• GIVEN EXERCISE
Write each line exactly, from the line that holds "Expected: one point per instance of the asphalt" through the final line of the material, and no other line.

[Pointing dataset excerpts]
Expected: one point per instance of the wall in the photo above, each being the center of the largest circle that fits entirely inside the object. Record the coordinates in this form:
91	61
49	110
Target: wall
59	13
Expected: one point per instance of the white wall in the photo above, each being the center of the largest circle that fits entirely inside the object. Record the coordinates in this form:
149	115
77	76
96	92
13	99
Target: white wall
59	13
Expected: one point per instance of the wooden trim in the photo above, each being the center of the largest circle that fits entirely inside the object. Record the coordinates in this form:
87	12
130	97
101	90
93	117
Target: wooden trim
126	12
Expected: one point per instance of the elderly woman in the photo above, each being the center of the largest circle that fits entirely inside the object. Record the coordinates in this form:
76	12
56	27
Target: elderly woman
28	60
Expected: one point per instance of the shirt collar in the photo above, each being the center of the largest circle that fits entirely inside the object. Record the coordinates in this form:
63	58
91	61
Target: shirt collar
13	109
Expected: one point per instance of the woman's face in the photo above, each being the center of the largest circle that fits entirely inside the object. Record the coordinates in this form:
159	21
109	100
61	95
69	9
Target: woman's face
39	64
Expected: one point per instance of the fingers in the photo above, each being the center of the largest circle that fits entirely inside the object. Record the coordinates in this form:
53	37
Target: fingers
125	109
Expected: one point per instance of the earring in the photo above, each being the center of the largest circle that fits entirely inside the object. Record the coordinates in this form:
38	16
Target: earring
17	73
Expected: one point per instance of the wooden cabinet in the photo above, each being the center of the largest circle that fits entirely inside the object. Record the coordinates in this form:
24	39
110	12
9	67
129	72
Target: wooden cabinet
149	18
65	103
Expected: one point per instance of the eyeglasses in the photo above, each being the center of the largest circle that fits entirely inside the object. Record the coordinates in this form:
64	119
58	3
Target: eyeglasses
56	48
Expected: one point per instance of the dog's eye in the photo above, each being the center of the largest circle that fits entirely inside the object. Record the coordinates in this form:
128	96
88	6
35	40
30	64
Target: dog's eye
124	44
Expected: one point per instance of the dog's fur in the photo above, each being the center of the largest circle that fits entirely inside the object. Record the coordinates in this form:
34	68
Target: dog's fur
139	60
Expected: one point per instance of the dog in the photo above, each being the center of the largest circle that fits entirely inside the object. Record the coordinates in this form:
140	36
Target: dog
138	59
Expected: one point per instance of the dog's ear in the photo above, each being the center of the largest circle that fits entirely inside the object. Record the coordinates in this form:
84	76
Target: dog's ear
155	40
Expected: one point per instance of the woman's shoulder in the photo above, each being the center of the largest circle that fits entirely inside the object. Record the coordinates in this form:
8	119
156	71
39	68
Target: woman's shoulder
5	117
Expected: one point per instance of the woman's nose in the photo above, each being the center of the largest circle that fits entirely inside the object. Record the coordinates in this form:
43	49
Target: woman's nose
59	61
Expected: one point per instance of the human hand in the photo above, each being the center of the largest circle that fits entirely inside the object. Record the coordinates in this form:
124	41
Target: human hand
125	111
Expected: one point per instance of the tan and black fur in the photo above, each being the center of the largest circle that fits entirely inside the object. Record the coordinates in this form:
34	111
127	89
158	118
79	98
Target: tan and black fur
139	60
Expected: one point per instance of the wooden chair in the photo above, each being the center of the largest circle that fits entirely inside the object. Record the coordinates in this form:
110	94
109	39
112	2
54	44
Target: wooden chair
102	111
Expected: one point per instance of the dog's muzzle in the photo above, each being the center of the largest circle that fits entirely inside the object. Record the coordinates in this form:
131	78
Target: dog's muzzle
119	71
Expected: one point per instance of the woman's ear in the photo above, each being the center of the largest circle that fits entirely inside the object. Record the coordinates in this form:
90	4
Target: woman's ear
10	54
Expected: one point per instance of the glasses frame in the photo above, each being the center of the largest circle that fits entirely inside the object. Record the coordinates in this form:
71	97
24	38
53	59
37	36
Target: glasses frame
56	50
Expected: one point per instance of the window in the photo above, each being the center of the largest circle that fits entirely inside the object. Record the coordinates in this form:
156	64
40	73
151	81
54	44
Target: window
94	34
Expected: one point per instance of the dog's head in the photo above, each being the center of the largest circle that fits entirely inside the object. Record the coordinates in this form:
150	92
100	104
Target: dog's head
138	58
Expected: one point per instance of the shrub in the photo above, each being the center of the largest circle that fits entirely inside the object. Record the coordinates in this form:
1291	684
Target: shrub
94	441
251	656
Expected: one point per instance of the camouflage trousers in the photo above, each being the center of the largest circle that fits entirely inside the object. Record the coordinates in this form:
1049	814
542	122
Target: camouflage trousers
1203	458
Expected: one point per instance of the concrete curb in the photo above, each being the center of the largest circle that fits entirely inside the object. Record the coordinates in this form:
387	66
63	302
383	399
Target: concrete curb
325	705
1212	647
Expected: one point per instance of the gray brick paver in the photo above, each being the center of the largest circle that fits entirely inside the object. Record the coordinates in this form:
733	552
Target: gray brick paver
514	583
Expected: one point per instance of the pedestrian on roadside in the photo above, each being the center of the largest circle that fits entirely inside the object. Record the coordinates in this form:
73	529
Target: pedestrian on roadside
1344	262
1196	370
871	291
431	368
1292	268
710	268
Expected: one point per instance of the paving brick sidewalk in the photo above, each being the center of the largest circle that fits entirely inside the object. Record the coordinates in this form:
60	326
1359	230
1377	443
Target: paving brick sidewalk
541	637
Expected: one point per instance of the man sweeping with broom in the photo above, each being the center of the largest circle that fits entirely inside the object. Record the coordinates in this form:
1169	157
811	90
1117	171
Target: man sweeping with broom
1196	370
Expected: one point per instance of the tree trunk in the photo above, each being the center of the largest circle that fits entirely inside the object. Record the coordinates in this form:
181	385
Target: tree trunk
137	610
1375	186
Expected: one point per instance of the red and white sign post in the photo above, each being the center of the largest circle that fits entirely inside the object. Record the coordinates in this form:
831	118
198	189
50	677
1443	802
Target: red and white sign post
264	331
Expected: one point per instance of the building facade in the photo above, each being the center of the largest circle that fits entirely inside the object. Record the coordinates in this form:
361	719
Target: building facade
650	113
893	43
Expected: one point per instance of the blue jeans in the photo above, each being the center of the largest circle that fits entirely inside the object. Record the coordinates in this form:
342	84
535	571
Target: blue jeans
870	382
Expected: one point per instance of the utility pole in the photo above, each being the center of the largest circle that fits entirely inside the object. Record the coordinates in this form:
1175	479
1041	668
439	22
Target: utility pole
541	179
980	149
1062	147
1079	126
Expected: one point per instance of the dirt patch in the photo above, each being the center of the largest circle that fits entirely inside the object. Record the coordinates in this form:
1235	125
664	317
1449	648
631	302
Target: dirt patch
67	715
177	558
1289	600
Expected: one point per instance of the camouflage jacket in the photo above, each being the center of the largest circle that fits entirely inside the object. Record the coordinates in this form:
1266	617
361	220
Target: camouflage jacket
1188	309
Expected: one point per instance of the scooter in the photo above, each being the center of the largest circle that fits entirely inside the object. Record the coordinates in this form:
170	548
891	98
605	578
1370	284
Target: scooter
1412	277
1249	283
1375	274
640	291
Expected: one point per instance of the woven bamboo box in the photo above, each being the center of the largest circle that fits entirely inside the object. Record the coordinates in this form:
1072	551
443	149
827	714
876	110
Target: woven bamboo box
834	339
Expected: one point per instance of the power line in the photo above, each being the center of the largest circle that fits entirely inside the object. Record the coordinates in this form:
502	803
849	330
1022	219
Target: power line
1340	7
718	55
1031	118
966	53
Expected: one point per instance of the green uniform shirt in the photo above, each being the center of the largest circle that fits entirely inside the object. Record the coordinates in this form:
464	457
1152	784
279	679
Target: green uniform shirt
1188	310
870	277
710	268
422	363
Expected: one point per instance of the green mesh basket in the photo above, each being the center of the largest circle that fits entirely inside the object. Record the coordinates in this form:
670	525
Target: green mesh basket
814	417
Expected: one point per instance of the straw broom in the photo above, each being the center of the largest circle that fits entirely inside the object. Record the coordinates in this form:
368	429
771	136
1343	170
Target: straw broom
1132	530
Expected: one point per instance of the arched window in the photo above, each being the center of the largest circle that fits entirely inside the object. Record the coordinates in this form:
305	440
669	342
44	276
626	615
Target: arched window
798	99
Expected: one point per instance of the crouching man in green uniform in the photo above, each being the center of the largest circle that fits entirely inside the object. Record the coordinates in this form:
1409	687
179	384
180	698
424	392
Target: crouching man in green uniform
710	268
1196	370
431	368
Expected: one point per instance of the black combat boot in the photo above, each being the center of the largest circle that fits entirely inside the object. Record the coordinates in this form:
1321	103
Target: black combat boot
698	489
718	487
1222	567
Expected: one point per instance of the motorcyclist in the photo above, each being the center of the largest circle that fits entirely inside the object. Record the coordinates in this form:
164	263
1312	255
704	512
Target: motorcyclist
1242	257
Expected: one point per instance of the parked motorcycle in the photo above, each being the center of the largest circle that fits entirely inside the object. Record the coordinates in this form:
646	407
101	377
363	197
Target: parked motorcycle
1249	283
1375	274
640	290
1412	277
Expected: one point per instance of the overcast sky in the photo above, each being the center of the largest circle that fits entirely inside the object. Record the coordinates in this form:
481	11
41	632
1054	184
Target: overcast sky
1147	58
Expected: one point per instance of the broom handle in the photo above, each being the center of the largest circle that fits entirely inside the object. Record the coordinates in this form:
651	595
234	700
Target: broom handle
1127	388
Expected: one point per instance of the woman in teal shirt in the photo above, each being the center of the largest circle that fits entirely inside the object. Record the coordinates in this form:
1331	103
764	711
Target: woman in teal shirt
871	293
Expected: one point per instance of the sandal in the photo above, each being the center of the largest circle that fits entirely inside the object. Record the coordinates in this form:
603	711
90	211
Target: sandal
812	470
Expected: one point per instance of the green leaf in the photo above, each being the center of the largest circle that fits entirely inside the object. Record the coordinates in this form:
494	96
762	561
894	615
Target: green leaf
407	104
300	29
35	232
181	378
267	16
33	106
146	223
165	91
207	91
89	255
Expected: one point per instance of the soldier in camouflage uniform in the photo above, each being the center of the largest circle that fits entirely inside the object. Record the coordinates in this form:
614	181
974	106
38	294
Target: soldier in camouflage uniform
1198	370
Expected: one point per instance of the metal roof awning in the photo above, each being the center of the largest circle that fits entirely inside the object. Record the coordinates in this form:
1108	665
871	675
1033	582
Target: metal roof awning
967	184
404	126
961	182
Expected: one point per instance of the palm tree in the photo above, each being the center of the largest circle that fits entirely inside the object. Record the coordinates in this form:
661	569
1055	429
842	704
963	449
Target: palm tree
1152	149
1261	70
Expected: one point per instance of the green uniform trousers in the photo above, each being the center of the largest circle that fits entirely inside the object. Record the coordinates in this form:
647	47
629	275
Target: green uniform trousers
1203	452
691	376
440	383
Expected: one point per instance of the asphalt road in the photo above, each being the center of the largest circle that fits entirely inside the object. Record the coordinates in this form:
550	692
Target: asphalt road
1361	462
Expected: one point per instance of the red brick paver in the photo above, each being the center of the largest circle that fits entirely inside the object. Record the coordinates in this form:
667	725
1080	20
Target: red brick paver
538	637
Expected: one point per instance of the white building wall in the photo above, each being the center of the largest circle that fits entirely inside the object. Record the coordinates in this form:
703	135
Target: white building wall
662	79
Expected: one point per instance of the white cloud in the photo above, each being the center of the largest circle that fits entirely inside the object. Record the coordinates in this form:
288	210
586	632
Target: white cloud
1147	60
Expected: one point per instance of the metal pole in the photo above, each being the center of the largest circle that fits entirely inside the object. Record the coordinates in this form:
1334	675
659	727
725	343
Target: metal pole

• SOLUTION TO THE EXERCISE
Expected: one point per instance of the asphalt road in the photo above, each being the center of the largest circle that fits entirely inside the object. Record the coordinates in this form:
550	692
Target: asphalt road
1361	462
Expected: one point per instance of the red brick paver in the photo above, each being the center of the largest circle that fits entirely inside the object. Record the coordinates in this form:
667	725
1080	20
Target: red brick paver
538	637
Expected: one point per instance of the white building wall in the photo above, each being the center of the largest circle that fits entirely inside the object. Record the coordinates in this form:
703	135
Target: white building wall
662	79
Expected: one point per instance of the white cloud in the photo above, each being the center of the largest circle that fits entirely inside the object. Record the coordinates in this form:
288	210
586	632
Target: white cloud
1147	60
Expected: one point per instance of the metal pole in the photo above, each being the center of the largest circle that fits entirely inside the object. Record the coordinates in this form:
1334	675
659	727
725	343
Target: metal pole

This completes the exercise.